[Exercise]: In the passage on steroid side effects, starting at "So, what are" and ending at "cycle, nausea/indigestion/gastritis(distended stomach).", change every "steroids" to "corticosteroids" and write out that stretch.

So, what are the side effects of steroids?

Side effects differ for everyone and it typically has to do with the dose and the length of time you take the steroids. If you have taken higher doses for a long period of time, it is more likely you may experience the side effects than a short course of low dose steroids. Here are the most common side effects of steroids.

Short term side effects- Mood swings, increased appetite which may lead to weight gain, swelling/weight gain of the face, back and abdomen, fluid retention causing swelling in your lower legs, high blood pressure, blurry vision, increased risk of infections, high blood pressure, increase in blood sugars sometimes resulting in diabetes, alterations in menstrual cycle, nausea/indigestion/gastritis(distended stomach).

Long term side effects- Clouding of the lens in one or both eyes(cataracts), thinning bones(osteoporosis), suppressed adrenal gland hormone production, thin skin, bruising and slower wound healing, increase in acne and hair growth, elevated pressure in the eyes(glaucoma), muscle weakness and premature atherosclerosis(narrowing of the blood vessels by cholesterol(fat) deposits.

[Records supplied]:
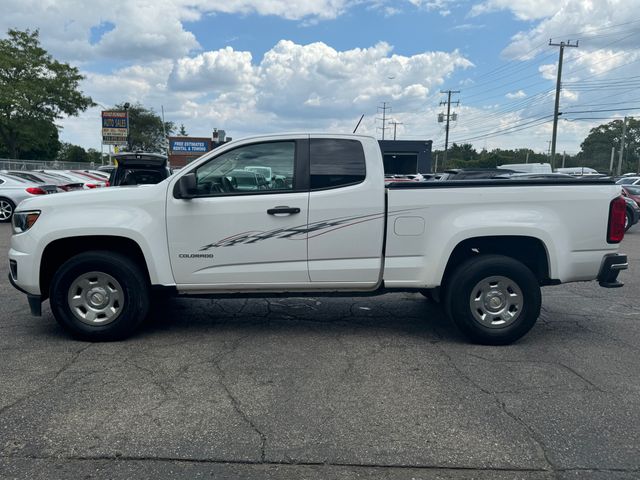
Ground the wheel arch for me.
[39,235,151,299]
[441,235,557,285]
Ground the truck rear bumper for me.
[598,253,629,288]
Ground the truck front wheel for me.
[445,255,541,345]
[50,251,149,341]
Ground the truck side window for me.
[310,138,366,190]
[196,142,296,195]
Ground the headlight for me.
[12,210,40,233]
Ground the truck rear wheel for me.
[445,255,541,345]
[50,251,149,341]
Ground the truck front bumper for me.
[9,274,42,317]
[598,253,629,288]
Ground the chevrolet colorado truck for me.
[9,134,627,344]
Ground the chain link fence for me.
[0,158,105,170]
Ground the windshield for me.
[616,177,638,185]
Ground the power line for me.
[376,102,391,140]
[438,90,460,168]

[The answer]:
So, what are the side effects of corticosteroids?

Side effects differ for everyone and it typically has to do with the dose and the length of time you take the corticosteroids. If you have taken higher doses for a long period of time, it is more likely you may experience the side effects than a short course of low dose corticosteroids. Here are the most common side effects of corticosteroids.

Short term side effects- Mood swings, increased appetite which may lead to weight gain, swelling/weight gain of the face, back and abdomen, fluid retention causing swelling in your lower legs, high blood pressure, blurry vision, increased risk of infections, high blood pressure, increase in blood sugars sometimes resulting in diabetes, alterations in menstrual cycle, nausea/indigestion/gastritis(distended stomach).